TEXT PASSAGE
Author Topic: Firmware 1.0.2 kills my oaks Wifi and sketches  (Read 17219 times)

saperlot

  • Newbie
  • *
  • Posts: 16
Re: Firmware 1.0.2 kills my oaks Wifi and sketches
« Reply #30 on: June 28, 2016, 04:12:10 am »
Saperlot won't have rolled back to 1.01. There is a big issue in the Arduino IDE boards manager in that when you remove a board version from the json file, if you had previously had that version installed, it stops working. Hence, for anyone who updated to 1.0.2, when the ide next auto-updates all the boards files, it suddenly goes, 'hey, there's no board package here' (the "Board oak1 (platform oak, package digistump) is unknown" message)... and basically you are up the creek unless you know what is going on.

When that happens, you go into the board manager, remove that offending board/version, and then you install whatever version you can (1.0.1 in this instance... unless you do the beta test 1.0.4).

Even then, Arduino still says:
Code: [Select]
Board oak1 (platform oak, package digistump) is unknown

Error compiling for board Oak by Digistump (Pin 1 Safe Mode - Default).
Happened to me in OSX yesterday and today on a win machine.

trying to remove 1.01 gives:
Code: [Select]
Could not find boards.txt in C:\Users\[username]\AppData\Local\Arduino15\packages\digistump\hardware\oak\1.0.1. Is it pre-1.5?
this Folder exists but doesn't have files in there. Arduino still thinks that this board is installed.
Removing the folder 1.01 gives me the option to install it again in Arduino. Doing this will result still in the same "Board oak1 is unknown". Only removing the folder 1.0.2 C:\Users\[username]\AppData\Local\Arduino15\packages\digistump\hardware\oak\ gives me again the option to build it successfully.
i use Arduino 1.6.9.

So please, never ever delete items in your package Json.

kh

  • Jr. Member
  • **
  • Posts: 64
  • OakTerm developer
Re: Firmware 1.0.2 kills my oaks Wifi and sketches
« Reply #31 on: June 28, 2016, 10:18:42 am »
Thanks for the explanation.

So it sounds like my instructions for 1.0.4 beta should also say (between steps 1 and 2):

  • First remove all existing "Oak by Digistump" boards with Boards Manager
  • If this gives an error, delete the corresponding folder from "AppData\Local\Arduino15\packages\digistump\hardware\oak\"

WHAT TO DO
- 1) Answer these questions about the Oak firmware thread, one per line:
(a) Which version of Arduino does saperlot use?
(b) What message does the IDE show once the board package is gone after the auto-update?
(c) Between which steps of the 1.0.4 beta instructions does kh say the new steps belong?
- 2) Write what comes next in the Oak firmware thread, picking up after its final line.

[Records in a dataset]
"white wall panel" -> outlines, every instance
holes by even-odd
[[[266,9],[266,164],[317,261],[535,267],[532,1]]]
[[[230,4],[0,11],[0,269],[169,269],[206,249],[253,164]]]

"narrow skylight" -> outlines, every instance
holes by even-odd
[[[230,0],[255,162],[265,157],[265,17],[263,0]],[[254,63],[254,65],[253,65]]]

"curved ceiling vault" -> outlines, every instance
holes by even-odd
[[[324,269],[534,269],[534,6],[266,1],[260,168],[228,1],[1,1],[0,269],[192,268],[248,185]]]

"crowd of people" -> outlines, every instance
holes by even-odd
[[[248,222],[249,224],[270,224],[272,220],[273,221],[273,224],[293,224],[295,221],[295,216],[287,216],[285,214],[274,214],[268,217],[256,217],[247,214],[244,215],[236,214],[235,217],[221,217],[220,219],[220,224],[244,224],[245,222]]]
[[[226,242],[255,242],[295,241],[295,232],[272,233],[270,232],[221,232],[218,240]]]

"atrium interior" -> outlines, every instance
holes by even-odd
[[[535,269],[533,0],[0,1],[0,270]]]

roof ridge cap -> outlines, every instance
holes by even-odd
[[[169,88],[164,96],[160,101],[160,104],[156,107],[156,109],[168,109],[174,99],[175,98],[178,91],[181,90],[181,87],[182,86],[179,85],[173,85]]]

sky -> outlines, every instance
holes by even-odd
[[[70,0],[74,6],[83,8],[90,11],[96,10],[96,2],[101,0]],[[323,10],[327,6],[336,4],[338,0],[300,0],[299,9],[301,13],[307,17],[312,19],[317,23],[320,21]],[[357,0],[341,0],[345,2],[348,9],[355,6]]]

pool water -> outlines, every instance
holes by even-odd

RESPONSES TO THE TASKS
- 1)
(a) Arduino 1.6.9
(b) "Board oak1 (platform oak, package digistump) is unknown"
(c) Between steps 1 and 2

- 2)
  • Reinstall the latest version available with Boards Manager

Can you confirm this is correct?

@PeterF, for people that have not made any changes in Boards Manager, do you know if things will start working again, without any intervention on their part, if @digistump restores 1.0.2 on his server?

saperlot

  • Newbie
  • *
  • Posts: 16
Re: Firmware 1.0.2 kills my oaks Wifi and sketches
« Reply #32 on: June 29, 2016, 01:41:53 am »
Thanks for the explanation.

So it sounds like my instructions for 1.0.4 beta should also say (between steps 1 and 2):

  • First remove all existing "Oak by Digistump" boards with Boards Manager
  • If this gives an error, delete the corresponding folder from "AppData\Local\Arduino15\packages\digistump\hardware\oak\"
  • Reinstall the latest version available with Boards Manager

I can't reproduce it, but should work..

Can you confirm this is correct?

@PeterF, for people that have not made any changes in Boards Manager, do you know if things will start working again, without any intervention on their part, if @digistump restores 1.0.2 on his server?

PeterF

  • Hero Member
  • *****
  • Posts: 877
Re: Firmware 1.0.2 kills my oaks Wifi and sketches
« Reply #33 on: June 29, 2016, 07:54:05 pm »
I'm not sure... I don't see why not so I think is just a version check, but the Arduino folks have some strange ideas at times! :-O I expect that the 1.0.2 board could be restored in the json, and when they either manually refresh by opening the board manager and letting it check for updates, or just leave the IDE open for a few minutes so it does it itself in the background, all should be good again...  And yes, your updated instructions should be good... the oak folder should just be emptied of its contents...

kh

  • Jr. Member
  • **
  • Posts: 64
  • OakTerm developer
Re: Firmware 1.0.2 kills my oaks Wifi and sketches
« Reply #34 on: June 29, 2016, 08:13:29 pm »
Thanks for the feedback @saperlot and @PeterF. I've updated my 1.0.4 beta install instructions post.

digistump

  • Administrator
  • Hero Member
  • *****
  • Posts: 1465
Re: Firmware 1.0.2 kills my oaks Wifi and sketches
« Reply #35 on: July 02, 2016, 09:46:01 am »
I apologize both for the delay on my part and the issues caused by pulling 1.0.2 - even after years of working with the Arduino IDE I still don't always understand everything it does or that will cause problems.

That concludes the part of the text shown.